Dataset items:
____________________
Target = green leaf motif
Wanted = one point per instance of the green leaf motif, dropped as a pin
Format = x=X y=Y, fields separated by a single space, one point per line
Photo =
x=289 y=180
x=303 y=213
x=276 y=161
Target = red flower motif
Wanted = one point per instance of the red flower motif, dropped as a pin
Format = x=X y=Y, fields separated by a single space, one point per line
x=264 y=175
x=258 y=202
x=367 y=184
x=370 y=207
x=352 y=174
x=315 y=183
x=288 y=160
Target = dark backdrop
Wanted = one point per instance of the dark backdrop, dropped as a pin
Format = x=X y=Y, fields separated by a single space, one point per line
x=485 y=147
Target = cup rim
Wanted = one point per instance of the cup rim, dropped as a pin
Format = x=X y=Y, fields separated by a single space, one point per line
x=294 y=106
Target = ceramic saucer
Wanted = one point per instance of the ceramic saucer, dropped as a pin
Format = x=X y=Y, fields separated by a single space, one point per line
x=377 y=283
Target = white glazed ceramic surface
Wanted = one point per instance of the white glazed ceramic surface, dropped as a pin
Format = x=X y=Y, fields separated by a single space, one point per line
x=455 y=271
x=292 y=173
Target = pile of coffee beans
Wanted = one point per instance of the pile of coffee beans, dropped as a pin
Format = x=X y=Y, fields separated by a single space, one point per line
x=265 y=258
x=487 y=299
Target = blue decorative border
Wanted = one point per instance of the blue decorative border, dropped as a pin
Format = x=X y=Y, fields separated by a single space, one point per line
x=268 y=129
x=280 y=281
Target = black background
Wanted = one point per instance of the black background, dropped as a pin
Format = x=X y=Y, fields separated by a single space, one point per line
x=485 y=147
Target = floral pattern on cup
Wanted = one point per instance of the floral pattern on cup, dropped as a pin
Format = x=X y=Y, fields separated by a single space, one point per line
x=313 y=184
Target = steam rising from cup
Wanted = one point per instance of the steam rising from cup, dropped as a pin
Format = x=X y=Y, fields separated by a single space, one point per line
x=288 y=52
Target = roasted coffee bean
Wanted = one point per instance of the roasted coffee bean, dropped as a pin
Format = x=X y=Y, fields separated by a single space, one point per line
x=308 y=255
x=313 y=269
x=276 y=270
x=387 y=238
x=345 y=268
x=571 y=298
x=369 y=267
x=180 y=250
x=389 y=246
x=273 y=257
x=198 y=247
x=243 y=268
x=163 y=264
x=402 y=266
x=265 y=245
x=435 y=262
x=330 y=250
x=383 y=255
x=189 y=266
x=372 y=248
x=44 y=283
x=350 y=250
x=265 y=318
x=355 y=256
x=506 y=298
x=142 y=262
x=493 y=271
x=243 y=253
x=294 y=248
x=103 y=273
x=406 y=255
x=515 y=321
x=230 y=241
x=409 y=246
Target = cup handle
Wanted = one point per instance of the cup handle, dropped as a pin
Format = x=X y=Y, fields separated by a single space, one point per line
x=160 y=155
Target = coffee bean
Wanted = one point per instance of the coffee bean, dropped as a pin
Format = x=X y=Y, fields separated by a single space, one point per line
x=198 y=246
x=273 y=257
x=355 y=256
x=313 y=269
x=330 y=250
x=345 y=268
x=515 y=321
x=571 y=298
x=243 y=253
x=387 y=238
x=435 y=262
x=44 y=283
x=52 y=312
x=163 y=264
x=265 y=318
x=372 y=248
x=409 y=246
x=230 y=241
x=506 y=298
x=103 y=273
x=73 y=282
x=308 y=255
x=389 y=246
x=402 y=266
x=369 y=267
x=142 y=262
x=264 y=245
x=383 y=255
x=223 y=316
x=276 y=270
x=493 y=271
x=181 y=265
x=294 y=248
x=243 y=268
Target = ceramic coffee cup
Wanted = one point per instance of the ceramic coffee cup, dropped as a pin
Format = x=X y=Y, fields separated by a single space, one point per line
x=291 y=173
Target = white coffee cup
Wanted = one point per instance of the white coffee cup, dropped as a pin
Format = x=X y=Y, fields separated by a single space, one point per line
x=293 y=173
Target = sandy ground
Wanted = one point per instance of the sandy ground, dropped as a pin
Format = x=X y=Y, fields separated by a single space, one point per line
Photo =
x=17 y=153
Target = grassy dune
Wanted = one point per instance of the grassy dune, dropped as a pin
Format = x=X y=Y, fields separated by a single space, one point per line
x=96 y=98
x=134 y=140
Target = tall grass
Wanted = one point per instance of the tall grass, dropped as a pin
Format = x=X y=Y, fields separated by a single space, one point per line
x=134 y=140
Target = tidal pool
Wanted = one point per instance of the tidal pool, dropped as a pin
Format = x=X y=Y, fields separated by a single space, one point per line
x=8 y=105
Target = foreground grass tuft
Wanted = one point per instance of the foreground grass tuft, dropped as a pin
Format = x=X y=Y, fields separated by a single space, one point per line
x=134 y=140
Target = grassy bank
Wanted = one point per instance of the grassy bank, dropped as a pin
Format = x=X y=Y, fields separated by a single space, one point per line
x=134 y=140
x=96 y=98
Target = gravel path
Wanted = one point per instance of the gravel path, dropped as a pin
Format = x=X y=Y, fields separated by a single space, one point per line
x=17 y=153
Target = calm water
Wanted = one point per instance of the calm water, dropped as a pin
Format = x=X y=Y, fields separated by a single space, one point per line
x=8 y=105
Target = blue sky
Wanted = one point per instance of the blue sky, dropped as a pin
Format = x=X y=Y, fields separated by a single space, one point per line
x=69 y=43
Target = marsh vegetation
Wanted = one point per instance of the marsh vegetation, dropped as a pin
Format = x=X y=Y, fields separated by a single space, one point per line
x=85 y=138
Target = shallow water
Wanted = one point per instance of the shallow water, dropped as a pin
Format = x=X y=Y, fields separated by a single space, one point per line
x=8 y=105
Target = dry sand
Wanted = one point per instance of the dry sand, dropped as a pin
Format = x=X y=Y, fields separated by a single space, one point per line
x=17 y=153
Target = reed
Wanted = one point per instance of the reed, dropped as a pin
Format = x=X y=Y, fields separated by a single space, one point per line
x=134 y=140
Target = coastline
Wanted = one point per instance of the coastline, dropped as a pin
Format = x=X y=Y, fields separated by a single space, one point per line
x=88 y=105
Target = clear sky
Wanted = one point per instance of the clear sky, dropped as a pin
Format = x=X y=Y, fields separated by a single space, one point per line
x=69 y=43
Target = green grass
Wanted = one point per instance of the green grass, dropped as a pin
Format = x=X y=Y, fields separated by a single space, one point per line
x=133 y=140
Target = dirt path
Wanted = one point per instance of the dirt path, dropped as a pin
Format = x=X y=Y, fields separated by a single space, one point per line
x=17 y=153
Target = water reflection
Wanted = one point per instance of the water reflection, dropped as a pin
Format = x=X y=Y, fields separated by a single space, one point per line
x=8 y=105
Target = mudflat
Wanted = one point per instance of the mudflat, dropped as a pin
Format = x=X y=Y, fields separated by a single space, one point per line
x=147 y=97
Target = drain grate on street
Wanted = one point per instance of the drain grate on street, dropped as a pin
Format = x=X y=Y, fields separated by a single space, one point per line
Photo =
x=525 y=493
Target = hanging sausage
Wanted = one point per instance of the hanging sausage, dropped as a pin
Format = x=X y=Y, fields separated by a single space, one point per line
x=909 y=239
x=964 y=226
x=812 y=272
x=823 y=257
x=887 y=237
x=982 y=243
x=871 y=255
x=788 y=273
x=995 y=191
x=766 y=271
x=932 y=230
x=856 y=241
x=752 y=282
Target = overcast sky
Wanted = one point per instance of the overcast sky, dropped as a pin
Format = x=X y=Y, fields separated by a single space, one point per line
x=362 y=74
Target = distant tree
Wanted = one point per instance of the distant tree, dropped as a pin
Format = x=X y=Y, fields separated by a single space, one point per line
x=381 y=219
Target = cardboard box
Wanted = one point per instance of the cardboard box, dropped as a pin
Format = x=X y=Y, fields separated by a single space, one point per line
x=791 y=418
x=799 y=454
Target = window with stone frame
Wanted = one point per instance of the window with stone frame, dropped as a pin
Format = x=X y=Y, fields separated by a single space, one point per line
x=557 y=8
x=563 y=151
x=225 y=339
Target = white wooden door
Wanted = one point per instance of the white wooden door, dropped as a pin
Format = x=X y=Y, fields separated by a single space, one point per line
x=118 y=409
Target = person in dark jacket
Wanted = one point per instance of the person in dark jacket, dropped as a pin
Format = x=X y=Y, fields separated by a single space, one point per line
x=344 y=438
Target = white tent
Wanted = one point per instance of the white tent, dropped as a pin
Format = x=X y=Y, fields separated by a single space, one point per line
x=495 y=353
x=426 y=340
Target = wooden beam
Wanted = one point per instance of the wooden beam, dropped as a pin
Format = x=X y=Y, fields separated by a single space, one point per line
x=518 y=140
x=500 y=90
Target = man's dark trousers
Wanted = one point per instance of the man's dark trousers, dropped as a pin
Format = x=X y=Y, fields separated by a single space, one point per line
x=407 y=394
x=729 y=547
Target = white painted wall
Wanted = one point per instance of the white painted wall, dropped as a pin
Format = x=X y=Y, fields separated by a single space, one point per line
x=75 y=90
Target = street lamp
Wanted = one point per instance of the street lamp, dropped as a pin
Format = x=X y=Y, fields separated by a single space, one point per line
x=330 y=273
____________________
» **Aim of the exercise**
The answer must consist of each line from the entries that contains the string "reflection".

» **Completed exercise**
Target = water reflection
Wanted = one point per instance of the water reflection, dropped as a pin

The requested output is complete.